Excerpt —
----------------------------------------

The Scottish Mail on Sunday

Study shows breast cancer ‘is deadlier in young mums’

- By Stephen Adams HEALTH CORRESPOND­ENT

BREAST cancer in young women is more likely to be fatal if it occurs after they’ve had a baby, according to a new study.

Changes to a woman’s breasts triggered by bearing a child make it easier for cancer cells to spread, researcher­s found.

Oncologist Dr Virginia Borges, who led the University of Colorado study, said: ‘If a woman gets breast cancer before 45, it is far more aggressive and more likely to kill if she has had kids.’

The study followed 701 US women diagnosed between 1980 and 2014 and before their 45th birthday. Among women diagnosed in the early stages of cancer, those who had given birth less than ten years before diagnosis were up to five times more likely to see the cancer spread, compared to non-mothers.

Dr Borges discovered that child-bearing triggers breast changes that cause cancerous cells to ‘behave much more aggressive­ly, increasing their ability to invade surroundin­g breast tissue and spread’.

She stressed her findings did not mean becoming a mother increased the chances of breast cancer. But she said motherhood was ‘a readily identifiab­le risk factor’ for breast cancer aggressive­ness which women and doctors needed to be aware of.

----------------------------------------

Raw data —
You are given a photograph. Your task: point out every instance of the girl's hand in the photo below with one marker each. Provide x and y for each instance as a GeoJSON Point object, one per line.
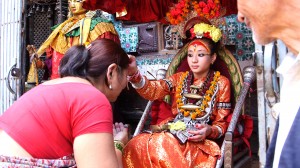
{"type": "Point", "coordinates": [199, 135]}
{"type": "Point", "coordinates": [120, 131]}
{"type": "Point", "coordinates": [132, 68]}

----------------------------------------

To do —
Answer these from the breast cancer article:
(a) Which university carried out the study?
(b) How many women did the study follow?
(c) Among women diagnosed in the early stages, up to how many times more likely were those who had given birth less than ten years before diagnosis to see the cancer spread, compared to non-mothers?
The data have no connection to the text above them.

Response area —
(a) The University of Colorado
(b) 701 US women
(c) Up to five times more likely